Data for review |
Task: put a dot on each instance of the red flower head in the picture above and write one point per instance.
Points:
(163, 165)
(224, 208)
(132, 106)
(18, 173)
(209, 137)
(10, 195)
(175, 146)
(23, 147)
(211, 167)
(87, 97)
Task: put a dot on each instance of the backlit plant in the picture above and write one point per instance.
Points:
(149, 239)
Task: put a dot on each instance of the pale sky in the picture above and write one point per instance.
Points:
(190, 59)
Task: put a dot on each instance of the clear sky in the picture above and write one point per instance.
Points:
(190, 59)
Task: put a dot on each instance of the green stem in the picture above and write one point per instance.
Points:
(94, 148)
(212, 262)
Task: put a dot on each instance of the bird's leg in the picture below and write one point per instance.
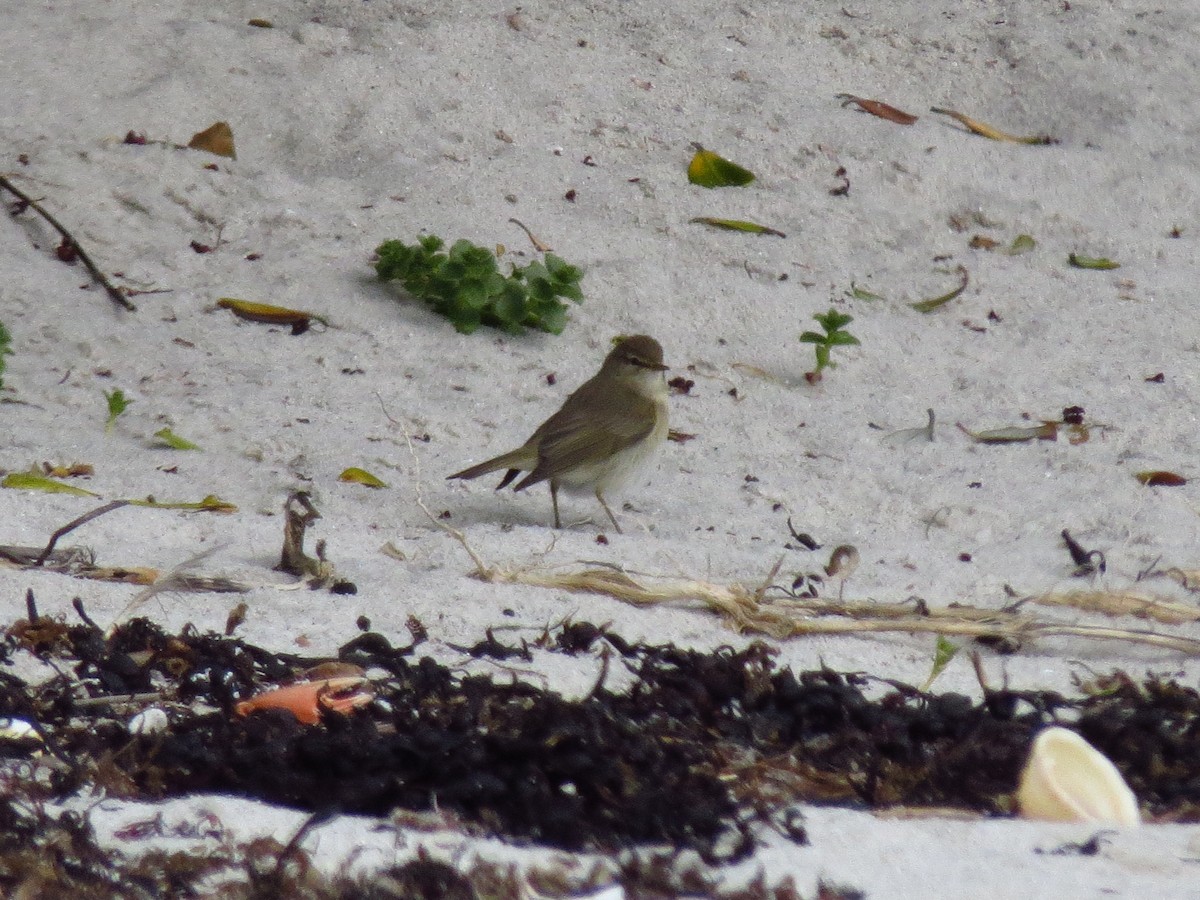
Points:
(553, 499)
(612, 517)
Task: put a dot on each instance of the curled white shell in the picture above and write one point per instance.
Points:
(1068, 780)
(151, 720)
(18, 730)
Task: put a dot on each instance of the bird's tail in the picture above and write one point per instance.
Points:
(515, 461)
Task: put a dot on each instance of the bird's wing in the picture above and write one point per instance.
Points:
(591, 426)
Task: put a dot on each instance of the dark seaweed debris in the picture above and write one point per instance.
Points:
(696, 750)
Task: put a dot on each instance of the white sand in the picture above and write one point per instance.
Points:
(363, 121)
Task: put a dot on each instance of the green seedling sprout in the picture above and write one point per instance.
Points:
(835, 335)
(117, 405)
(465, 285)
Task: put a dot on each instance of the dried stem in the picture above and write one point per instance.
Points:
(114, 292)
(71, 526)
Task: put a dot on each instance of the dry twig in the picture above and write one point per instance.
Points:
(114, 292)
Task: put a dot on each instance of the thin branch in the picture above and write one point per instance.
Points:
(114, 292)
(71, 526)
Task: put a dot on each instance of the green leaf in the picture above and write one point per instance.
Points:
(466, 286)
(738, 225)
(173, 441)
(209, 504)
(943, 652)
(117, 405)
(1021, 244)
(1092, 262)
(939, 301)
(833, 319)
(33, 481)
(857, 293)
(708, 169)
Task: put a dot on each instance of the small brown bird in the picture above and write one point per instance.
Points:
(604, 432)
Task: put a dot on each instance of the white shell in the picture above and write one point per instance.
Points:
(18, 730)
(1069, 780)
(150, 720)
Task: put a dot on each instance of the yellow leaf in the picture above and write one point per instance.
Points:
(1013, 435)
(217, 139)
(360, 477)
(708, 169)
(1092, 262)
(270, 315)
(1161, 479)
(988, 131)
(31, 481)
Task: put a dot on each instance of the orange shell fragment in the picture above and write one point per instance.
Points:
(307, 700)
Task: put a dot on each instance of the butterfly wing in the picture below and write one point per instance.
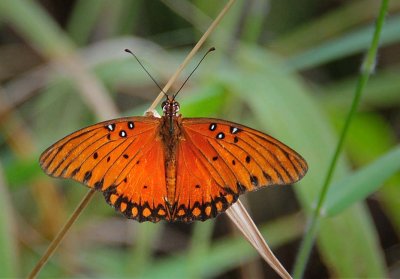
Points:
(117, 158)
(218, 160)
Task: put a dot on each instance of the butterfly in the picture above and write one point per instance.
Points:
(172, 168)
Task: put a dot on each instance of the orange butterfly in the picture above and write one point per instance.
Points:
(172, 168)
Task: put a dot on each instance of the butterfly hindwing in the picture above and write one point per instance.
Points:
(116, 157)
(229, 159)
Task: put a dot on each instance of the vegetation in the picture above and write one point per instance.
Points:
(287, 68)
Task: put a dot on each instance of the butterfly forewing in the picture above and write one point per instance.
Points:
(218, 160)
(124, 158)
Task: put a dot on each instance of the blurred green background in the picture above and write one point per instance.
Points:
(288, 68)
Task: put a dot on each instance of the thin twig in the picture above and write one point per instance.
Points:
(191, 54)
(367, 68)
(56, 241)
(239, 216)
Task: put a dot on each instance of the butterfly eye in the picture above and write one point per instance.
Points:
(176, 107)
(164, 105)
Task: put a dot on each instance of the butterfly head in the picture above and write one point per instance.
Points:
(170, 107)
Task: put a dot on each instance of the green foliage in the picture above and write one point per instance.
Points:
(255, 77)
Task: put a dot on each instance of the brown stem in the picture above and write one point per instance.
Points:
(57, 240)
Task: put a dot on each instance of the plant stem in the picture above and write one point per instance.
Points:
(57, 240)
(366, 69)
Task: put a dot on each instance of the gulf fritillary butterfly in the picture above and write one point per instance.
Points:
(172, 168)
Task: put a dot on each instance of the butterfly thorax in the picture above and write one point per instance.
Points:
(171, 135)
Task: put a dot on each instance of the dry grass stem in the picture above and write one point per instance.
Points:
(239, 216)
(92, 90)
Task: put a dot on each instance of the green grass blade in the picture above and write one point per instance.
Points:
(366, 70)
(285, 109)
(41, 31)
(226, 253)
(349, 44)
(83, 18)
(8, 250)
(358, 186)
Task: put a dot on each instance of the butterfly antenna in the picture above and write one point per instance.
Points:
(137, 59)
(198, 64)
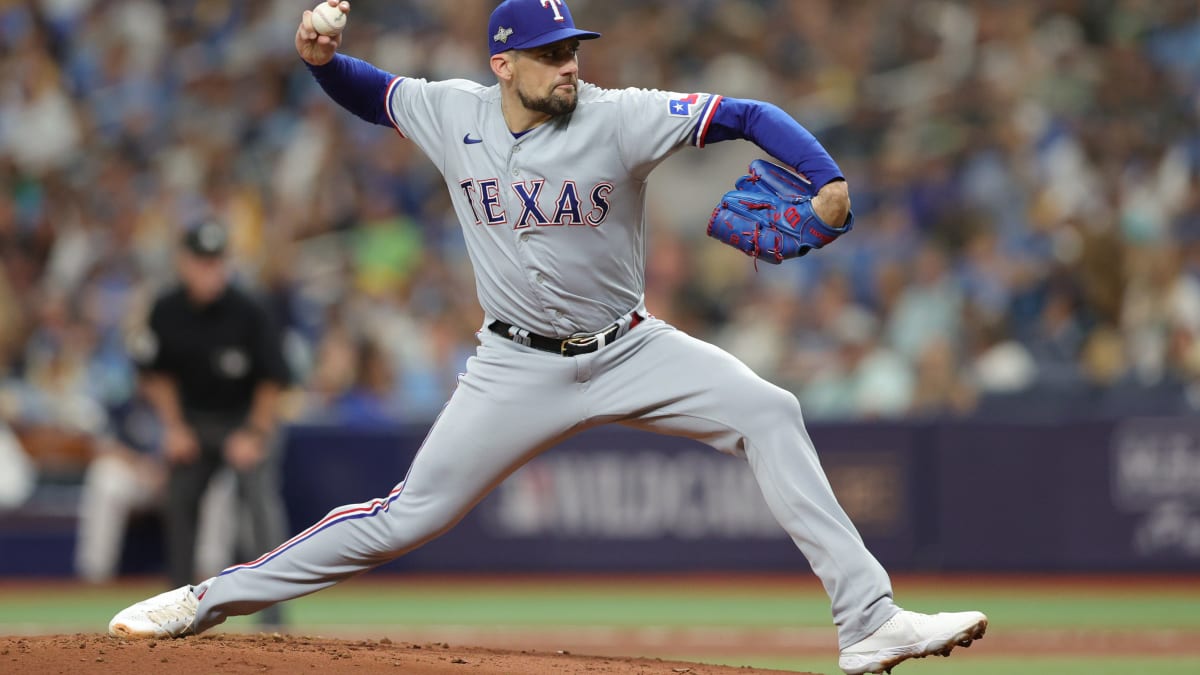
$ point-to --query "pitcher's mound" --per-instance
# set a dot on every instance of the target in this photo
(288, 653)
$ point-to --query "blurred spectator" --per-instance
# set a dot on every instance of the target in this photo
(127, 477)
(1026, 177)
(18, 477)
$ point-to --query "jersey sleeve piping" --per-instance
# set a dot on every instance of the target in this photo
(387, 102)
(706, 120)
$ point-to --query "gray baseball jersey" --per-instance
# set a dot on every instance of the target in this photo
(555, 225)
(553, 220)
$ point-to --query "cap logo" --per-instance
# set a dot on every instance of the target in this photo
(553, 5)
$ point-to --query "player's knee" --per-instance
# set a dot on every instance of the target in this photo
(412, 524)
(772, 405)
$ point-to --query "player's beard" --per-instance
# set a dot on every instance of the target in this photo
(553, 105)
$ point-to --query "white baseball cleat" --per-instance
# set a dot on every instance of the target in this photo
(166, 615)
(910, 634)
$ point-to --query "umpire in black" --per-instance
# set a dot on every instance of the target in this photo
(213, 368)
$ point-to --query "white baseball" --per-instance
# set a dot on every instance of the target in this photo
(328, 19)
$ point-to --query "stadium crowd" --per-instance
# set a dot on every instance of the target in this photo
(1024, 178)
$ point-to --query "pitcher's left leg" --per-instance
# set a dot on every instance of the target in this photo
(681, 386)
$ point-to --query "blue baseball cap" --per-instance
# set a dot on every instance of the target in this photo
(525, 24)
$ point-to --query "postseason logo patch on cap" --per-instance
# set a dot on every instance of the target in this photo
(526, 24)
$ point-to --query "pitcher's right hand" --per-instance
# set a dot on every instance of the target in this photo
(315, 48)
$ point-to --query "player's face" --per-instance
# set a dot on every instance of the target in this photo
(547, 78)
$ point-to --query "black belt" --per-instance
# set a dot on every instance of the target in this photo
(565, 347)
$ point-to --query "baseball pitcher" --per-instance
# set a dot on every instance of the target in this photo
(549, 175)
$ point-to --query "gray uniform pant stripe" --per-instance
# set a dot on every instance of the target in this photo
(515, 402)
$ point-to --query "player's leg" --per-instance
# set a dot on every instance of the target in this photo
(511, 404)
(113, 489)
(663, 380)
(264, 524)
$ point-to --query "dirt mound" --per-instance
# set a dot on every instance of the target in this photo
(289, 653)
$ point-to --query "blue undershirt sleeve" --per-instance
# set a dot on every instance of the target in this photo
(355, 85)
(773, 130)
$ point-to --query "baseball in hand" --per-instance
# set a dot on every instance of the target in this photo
(328, 19)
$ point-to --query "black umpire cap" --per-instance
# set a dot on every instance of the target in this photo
(207, 239)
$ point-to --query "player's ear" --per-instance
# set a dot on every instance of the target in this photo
(502, 65)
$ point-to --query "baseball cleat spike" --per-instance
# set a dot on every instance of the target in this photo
(910, 634)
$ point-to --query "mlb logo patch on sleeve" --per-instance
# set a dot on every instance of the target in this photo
(682, 107)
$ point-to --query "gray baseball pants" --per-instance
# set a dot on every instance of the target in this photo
(514, 402)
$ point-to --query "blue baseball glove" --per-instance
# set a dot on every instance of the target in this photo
(769, 215)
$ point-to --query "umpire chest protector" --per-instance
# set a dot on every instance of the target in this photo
(216, 353)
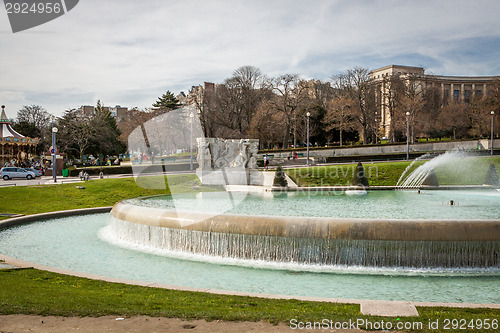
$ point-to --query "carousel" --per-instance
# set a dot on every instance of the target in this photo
(16, 148)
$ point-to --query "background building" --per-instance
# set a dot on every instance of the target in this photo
(459, 89)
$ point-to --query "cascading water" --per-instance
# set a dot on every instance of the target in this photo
(373, 239)
(418, 176)
(234, 247)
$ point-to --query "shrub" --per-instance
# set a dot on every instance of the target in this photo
(359, 178)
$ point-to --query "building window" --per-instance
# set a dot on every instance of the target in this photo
(467, 96)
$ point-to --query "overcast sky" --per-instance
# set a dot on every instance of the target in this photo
(129, 52)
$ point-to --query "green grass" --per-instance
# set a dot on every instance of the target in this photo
(30, 291)
(468, 171)
(97, 193)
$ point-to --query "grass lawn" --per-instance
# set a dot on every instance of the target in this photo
(467, 171)
(97, 193)
(30, 291)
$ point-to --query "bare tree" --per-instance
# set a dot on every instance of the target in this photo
(289, 97)
(35, 115)
(339, 115)
(354, 84)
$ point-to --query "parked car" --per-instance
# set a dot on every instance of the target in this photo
(38, 173)
(15, 172)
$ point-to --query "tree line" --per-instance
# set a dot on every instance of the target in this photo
(78, 134)
(346, 108)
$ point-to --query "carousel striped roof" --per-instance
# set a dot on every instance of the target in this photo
(5, 129)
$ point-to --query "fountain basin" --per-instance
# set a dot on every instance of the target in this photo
(310, 240)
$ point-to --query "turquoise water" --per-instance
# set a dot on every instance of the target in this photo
(73, 243)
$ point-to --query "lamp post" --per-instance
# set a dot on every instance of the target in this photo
(54, 151)
(407, 136)
(308, 114)
(191, 116)
(492, 116)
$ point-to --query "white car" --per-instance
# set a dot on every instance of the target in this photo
(15, 172)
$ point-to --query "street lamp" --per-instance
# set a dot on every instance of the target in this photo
(54, 151)
(191, 116)
(492, 116)
(407, 136)
(308, 114)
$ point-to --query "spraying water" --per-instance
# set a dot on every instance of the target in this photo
(423, 157)
(418, 176)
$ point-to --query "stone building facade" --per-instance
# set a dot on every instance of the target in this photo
(451, 88)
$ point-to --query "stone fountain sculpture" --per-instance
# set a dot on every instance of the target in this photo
(228, 162)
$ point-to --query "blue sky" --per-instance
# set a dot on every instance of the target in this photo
(129, 52)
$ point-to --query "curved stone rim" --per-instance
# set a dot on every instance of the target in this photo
(314, 227)
(37, 217)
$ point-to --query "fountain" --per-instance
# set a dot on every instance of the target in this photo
(369, 245)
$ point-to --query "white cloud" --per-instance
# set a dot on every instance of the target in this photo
(129, 52)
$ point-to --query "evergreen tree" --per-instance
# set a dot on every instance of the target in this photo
(167, 102)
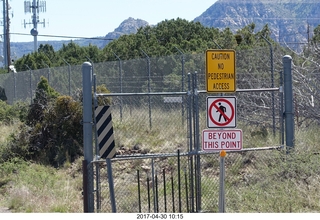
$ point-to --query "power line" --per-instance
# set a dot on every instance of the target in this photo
(60, 36)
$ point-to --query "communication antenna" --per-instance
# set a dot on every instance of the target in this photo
(6, 31)
(35, 7)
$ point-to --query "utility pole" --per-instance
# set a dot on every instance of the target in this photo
(6, 35)
(35, 7)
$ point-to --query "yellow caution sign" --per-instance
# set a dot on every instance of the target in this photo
(221, 71)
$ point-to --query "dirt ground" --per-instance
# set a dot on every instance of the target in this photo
(4, 210)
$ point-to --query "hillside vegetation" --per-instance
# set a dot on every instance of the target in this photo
(41, 144)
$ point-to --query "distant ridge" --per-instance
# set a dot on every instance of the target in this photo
(291, 21)
(128, 26)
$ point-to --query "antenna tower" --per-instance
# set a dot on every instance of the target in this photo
(6, 37)
(34, 7)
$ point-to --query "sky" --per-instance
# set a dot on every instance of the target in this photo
(95, 18)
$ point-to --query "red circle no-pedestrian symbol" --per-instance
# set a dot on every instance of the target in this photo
(221, 112)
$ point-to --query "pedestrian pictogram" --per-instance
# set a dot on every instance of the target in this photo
(217, 140)
(221, 112)
(221, 71)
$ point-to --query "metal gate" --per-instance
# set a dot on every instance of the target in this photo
(187, 105)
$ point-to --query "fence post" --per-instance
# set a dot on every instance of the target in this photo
(69, 77)
(87, 129)
(120, 82)
(288, 98)
(30, 82)
(149, 87)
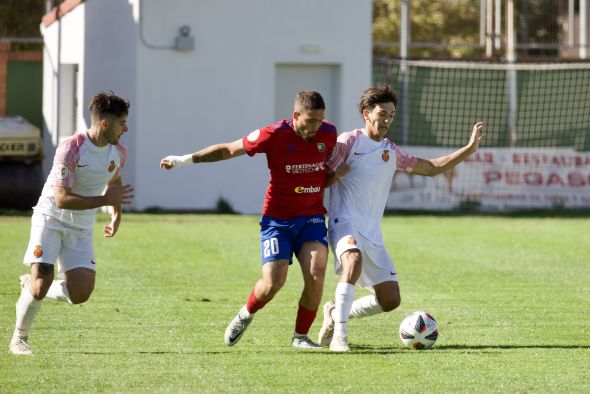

What you will do | Would you please copy each line of the listing that contains the word "player"?

Task result |
$ point-to --query "player's knee" --per-instance
$ point-to --query "player's beard" --per-instance
$ point-to --query "player's face" --per-instance
$ point-to --query "player's leg" --per-instance
$ point-to --query "player's ear" --per-instance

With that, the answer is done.